Bounding box annotation entries:
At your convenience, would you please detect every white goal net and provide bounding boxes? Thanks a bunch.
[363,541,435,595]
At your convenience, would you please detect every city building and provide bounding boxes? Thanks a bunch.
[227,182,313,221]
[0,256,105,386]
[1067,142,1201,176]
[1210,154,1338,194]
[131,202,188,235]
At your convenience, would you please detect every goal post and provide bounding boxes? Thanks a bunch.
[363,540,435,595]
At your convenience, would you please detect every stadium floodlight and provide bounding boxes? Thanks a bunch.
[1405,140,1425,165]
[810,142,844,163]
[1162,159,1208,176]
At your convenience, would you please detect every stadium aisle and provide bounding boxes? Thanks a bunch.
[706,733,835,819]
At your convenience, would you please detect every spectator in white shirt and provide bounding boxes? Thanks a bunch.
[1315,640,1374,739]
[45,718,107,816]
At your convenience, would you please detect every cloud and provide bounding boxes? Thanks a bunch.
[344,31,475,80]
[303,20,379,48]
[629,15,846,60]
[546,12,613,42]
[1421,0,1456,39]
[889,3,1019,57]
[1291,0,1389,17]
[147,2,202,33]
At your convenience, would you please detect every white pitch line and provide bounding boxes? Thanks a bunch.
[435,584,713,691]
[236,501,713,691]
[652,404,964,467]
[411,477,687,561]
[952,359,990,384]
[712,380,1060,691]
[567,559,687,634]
---
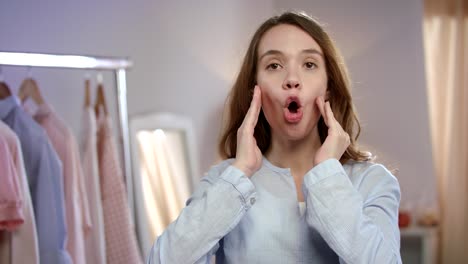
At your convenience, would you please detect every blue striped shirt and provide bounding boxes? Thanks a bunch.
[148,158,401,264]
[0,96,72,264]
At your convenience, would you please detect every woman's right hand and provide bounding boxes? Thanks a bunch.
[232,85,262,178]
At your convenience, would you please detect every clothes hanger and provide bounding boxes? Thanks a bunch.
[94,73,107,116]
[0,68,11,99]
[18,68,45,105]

§ TASK STATEMENT
Edit the rows from the line with "At your convenience, would you please detect every cloud" up to and including the line with "[147,2,202,33]" by replacing "cloud" with "rain cloud", leaving everything else unchanged, and give only those rows.

§ FULL RESPONSE
At your convenience, would you please detect every rain cloud and provide bounding boxes? Thanks a bunch.
[344,31,475,80]
[303,20,379,48]
[629,15,846,60]
[546,12,613,42]
[1421,0,1456,39]
[889,3,1019,57]
[1291,0,1389,17]
[147,2,202,33]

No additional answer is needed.